◆ TEXT:
Even more detailed videos from MS https://www.youtube.com/@Microsoft365/videos covers what it does in each Microsoft 365 app in more detail.

Some of these capabilities are really impressive if they work well.

Darren Dirt

Quote from: Mr. Analog on March 01, 2023, 06:06:10 AM...very useful though the code it generates is only about 75% useful, you still need to know what you are doing to make use of the code it writes.

LLMs are great for "here is my HTML table, make it look pretty" or "In Foo what is the same as Bar in Xyz" or even "write some tests and JSDoc for my function".

Not so great for "My code doesn't work. Why?"

TBH also not great for "summarize this book" (or even "give the table of contents") when it has never gathered that info... but very convincely tries to make it all up!  :P But it does seem helpful at "summarize what are the Top 10 names/techniques in this field of study".

(Collected data entries)
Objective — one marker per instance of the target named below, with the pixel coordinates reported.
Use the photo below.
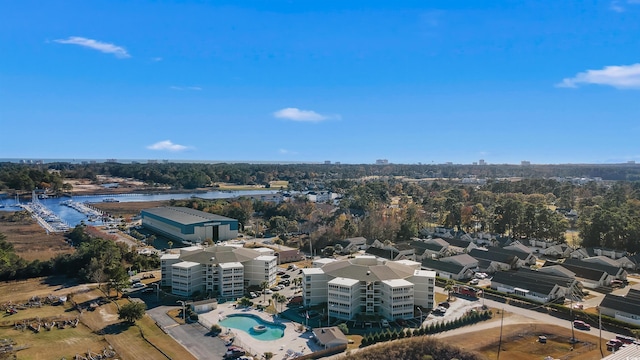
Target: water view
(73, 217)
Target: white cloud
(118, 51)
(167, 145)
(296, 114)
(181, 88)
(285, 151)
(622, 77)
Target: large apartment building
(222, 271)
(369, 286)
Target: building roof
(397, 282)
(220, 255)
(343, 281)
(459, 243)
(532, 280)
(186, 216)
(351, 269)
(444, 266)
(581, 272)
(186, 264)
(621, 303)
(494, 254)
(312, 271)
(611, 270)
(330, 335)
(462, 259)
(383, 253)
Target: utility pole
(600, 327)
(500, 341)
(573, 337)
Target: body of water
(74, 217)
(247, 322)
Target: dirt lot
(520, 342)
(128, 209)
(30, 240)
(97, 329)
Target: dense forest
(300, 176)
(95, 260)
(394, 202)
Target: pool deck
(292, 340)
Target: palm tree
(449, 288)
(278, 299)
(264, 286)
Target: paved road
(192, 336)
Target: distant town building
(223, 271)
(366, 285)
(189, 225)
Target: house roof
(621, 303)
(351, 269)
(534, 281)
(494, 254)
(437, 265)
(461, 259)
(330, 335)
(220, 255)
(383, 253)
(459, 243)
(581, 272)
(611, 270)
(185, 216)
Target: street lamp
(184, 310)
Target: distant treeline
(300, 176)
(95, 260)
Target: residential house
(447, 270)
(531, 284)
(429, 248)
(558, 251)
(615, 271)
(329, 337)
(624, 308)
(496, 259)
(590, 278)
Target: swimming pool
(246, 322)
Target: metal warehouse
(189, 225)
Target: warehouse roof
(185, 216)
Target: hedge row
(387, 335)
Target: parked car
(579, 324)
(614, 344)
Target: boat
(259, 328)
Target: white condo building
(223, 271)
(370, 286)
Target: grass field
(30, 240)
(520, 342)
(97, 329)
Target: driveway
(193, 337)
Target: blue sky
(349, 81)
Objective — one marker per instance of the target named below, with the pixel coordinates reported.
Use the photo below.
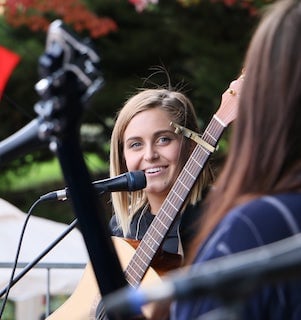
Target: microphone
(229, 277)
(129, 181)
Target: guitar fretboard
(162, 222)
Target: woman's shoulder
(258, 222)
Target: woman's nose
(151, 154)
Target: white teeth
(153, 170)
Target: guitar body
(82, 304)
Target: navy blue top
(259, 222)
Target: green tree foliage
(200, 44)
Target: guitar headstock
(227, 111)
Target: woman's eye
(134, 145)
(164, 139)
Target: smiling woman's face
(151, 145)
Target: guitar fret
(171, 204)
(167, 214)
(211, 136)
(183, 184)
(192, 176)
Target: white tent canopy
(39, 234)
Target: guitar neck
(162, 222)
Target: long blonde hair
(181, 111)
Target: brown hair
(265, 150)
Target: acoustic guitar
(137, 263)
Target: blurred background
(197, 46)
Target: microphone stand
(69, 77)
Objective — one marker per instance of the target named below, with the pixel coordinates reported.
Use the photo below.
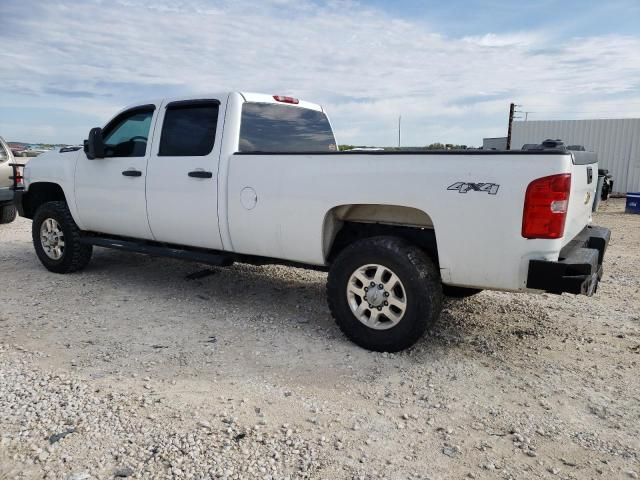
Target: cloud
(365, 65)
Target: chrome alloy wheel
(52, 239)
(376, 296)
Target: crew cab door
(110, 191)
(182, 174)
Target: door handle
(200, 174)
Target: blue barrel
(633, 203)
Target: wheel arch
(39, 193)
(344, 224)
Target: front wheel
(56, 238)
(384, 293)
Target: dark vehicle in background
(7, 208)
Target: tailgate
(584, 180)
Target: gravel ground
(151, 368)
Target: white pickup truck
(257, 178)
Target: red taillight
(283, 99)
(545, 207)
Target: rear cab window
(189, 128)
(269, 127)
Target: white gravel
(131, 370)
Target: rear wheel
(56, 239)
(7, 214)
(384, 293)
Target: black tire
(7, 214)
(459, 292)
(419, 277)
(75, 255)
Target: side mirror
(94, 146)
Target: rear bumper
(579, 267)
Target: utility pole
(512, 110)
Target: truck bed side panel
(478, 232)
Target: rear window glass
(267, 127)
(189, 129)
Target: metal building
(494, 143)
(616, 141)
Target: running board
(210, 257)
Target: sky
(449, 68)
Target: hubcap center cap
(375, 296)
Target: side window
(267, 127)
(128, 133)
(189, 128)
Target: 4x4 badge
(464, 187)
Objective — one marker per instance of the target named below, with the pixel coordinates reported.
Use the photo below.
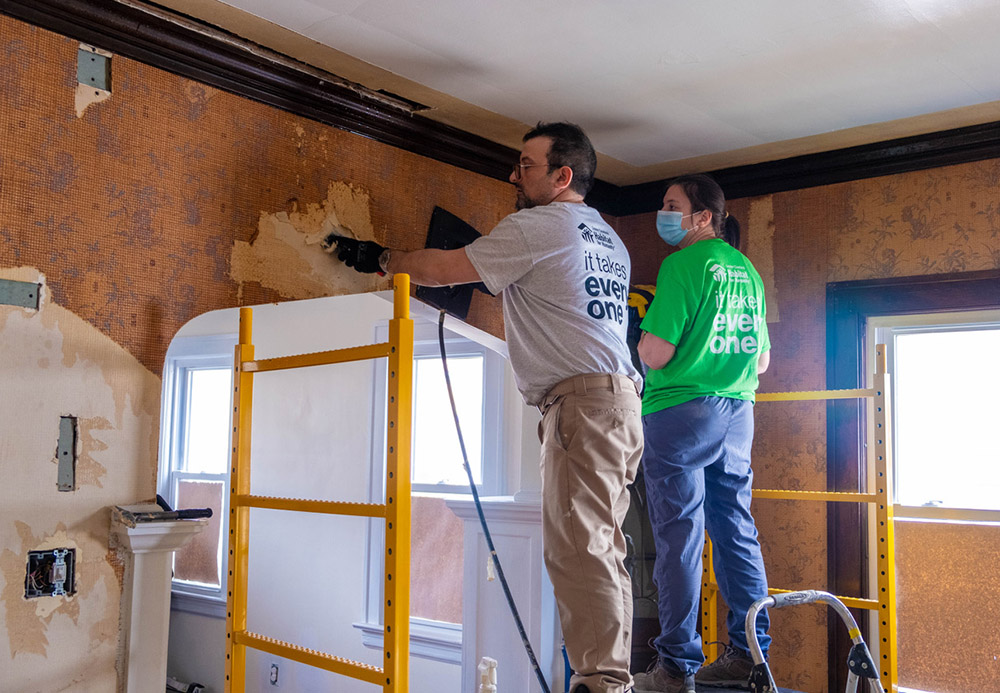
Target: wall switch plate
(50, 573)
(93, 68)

◆ EXERCISES:
A - List every sample prompt in quotation marks in the forum discussion about LLMs above.
B - Carry on the forum discussion about LLMs from its last sentence.

◆ PER-TASK ANSWERS:
A -
- "here is my HTML table, make it look pretty"
- "In Foo what is the same as Bar in Xyz"
- "write some tests and JSDoc for my function"
- "My code doesn't work. Why?"
- "summarize this book"
- "give the table of contents"
- "summarize what are the Top 10 names/techniques in this field of study"

B -
Overall I've treated it as glorified autocomplete (with context of thousands of words instead of a handful) -- a now-unavoidable tool to extend human ability esp. learning.

Like a microwave instead of open flame for cooking. You still need to know how to not misuse the tool... or things might blow up in your face.


PS: most of the time I don't use the "free" web UI, instead the more flexible Playground @ https://platform.openai.com/playground -- one day I plan on writing a simple Node or Go script to take limited actions. Won't name it HAL tho.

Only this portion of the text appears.